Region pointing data
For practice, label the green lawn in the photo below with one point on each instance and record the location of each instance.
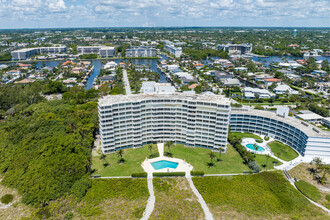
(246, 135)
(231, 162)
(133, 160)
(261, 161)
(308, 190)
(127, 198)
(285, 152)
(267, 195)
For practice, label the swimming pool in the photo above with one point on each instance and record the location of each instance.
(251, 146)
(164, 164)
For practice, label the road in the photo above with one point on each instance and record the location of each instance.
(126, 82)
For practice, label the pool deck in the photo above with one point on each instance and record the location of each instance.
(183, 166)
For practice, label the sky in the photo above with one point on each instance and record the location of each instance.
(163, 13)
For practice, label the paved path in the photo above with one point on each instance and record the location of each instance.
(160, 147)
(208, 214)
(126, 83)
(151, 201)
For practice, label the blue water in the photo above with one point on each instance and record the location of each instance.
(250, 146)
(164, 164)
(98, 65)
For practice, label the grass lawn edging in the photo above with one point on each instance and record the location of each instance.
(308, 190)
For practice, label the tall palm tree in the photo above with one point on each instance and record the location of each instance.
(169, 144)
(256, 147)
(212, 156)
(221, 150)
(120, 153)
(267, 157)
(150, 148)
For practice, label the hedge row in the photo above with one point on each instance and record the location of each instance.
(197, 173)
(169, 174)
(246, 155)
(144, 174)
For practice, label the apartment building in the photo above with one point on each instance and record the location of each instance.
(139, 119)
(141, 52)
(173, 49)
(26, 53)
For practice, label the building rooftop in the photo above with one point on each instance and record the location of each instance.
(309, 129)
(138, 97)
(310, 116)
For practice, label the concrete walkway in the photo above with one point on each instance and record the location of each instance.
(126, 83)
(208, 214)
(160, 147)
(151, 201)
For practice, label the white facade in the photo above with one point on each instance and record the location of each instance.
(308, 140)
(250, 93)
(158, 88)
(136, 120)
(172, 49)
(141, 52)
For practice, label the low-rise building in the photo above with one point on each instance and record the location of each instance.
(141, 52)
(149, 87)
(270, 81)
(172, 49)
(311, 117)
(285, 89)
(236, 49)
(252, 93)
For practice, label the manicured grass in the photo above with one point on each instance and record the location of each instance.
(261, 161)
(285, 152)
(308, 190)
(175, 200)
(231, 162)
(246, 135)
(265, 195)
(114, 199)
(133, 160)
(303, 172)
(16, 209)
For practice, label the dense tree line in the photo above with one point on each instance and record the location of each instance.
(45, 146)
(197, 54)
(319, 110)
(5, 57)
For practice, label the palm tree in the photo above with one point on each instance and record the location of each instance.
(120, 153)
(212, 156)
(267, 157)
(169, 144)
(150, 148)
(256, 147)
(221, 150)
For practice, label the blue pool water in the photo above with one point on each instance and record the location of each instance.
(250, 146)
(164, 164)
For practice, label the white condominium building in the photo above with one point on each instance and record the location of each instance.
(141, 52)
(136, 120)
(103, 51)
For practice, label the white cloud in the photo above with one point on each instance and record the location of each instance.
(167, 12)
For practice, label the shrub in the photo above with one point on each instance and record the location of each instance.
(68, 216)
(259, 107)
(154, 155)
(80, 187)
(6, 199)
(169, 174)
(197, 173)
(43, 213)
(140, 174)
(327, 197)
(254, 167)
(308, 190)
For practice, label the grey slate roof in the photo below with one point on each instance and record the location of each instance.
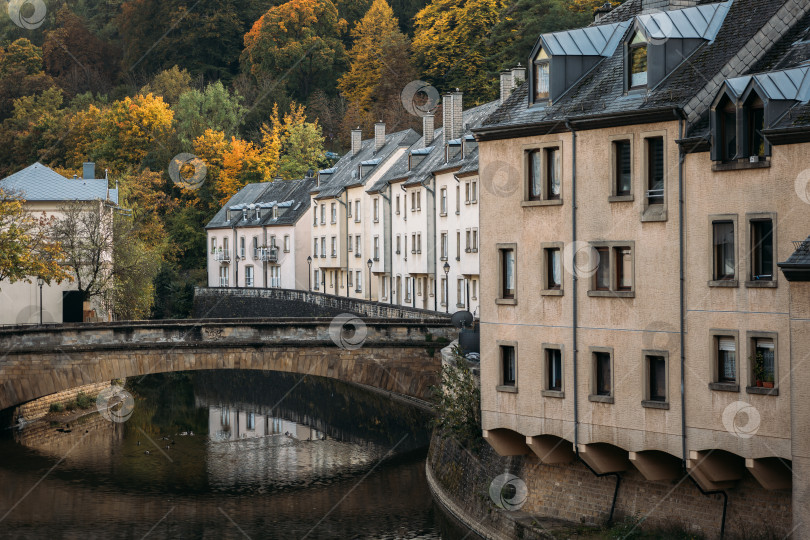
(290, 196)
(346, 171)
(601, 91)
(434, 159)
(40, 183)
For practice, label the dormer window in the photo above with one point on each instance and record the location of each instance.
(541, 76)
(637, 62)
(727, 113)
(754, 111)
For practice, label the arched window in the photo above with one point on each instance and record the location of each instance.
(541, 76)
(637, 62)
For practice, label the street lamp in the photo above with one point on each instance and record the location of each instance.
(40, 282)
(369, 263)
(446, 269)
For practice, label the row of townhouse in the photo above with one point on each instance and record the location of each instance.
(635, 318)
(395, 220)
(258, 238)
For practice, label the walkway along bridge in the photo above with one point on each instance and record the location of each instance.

Instructions to follow |
Copy the records exactly, minus any pictures.

Exercise solution |
For practice, label the green lawn in the photo below with one point on each instance and record the location of each instance.
(246, 135)
(231, 162)
(133, 160)
(261, 161)
(308, 190)
(127, 198)
(285, 152)
(267, 195)
For practice, label the swimming pool in the photo above with one point on each instance and record the location of each instance.
(251, 146)
(164, 164)
For practice, label the road in the photo above with one point on each instance and record the location of each instance.
(126, 82)
For practice, label the pool deck in the photo above with one point on each instance and record the location of each instance.
(183, 166)
For practice, label the sky in the photo above with one point on each instance and record the location of each instance.
(163, 13)
For practice, label the paved path in the photo above with one point on each instance and record the location of each instance.
(160, 147)
(208, 214)
(126, 83)
(151, 201)
For practice, label the blue water in the photo above with one point on each instance and record the location of each instance.
(250, 146)
(164, 164)
(98, 65)
For practice, label the grass lawn edging in the photo above with one point on each instance and record the location of each instance.
(308, 190)
For practice, label the tall palm tree in the photo above with one point on each instance and record the location of each instance.
(169, 144)
(256, 147)
(212, 156)
(221, 150)
(120, 153)
(267, 157)
(150, 148)
For practice, label the hedge row in the photo above with one point on each instance and record the location of each instance.
(197, 173)
(169, 174)
(246, 155)
(144, 174)
For practice, label the apartment building in the photo above with one point on each instance and record the location of each instance.
(139, 119)
(141, 52)
(173, 49)
(26, 53)
For practice, label the building rooftop in the photo above with one point on each instance and record the location of each instance.
(309, 129)
(138, 97)
(310, 116)
For practice, label the concrete walkway in the photo above with one point on each instance and record the location of each instance.
(126, 83)
(208, 214)
(160, 147)
(151, 201)
For practice, label the white facade in the photo above with one point on each instance and record the location of each instance.
(308, 140)
(250, 93)
(158, 88)
(136, 120)
(172, 49)
(141, 52)
For practice, label the low-rise building in the photo above with one point on each instance and record the location of each instance.
(141, 52)
(149, 87)
(270, 81)
(172, 49)
(311, 117)
(285, 89)
(236, 49)
(252, 93)
For practice, label the manicured grass in the photo above with one point on each instance and record the location of each instance.
(261, 161)
(285, 152)
(308, 190)
(175, 200)
(231, 162)
(246, 135)
(265, 195)
(114, 199)
(133, 160)
(303, 172)
(16, 209)
For practice, label the dense tree line in the photo above with one point on each instance and record the location of each instance.
(45, 146)
(197, 54)
(319, 110)
(5, 57)
For practice, label the palm tree in the photo above with one point on each instance and record the location of each instance.
(120, 153)
(212, 156)
(267, 157)
(169, 144)
(150, 148)
(256, 147)
(221, 150)
For practice, label the blue pool water in the photo above with one point on each instance and record the location of each instance.
(250, 146)
(164, 164)
For practice, label the white condominium building in the photo above with one point on each instance and record the location of each instance.
(141, 52)
(136, 120)
(103, 51)
For practice, label the white cloud in the photo above with one point on each instance and record the location of each instance.
(167, 12)
For practice, label the shrub in the photo above with one point on each instance and record the location of each instance.
(68, 216)
(259, 107)
(154, 155)
(80, 187)
(6, 199)
(169, 174)
(197, 173)
(43, 213)
(140, 174)
(327, 197)
(254, 167)
(308, 190)
For practice, label the grey slate roof in the photo below with one point on each instance and record the location of each instance.
(290, 196)
(346, 171)
(601, 91)
(434, 159)
(40, 183)
For practice, label the dormer window in the photo above with one point on each instance and record the location of each instance.
(541, 76)
(637, 62)
(727, 113)
(754, 111)
For practice, label the arched window in the photo above with one point on each instance and record the location of each instance.
(541, 76)
(637, 62)
For practice, label the street lamp in the photo above with one point on each instance and record the location of each instance.
(40, 282)
(369, 263)
(446, 269)
For practice, label the row of townhouse in the photo above with one point on each instance and record the location of each instance.
(635, 318)
(395, 220)
(258, 238)
For practice, label the walkway along bridge in the photo above with one point on each instance and record the location of each instance.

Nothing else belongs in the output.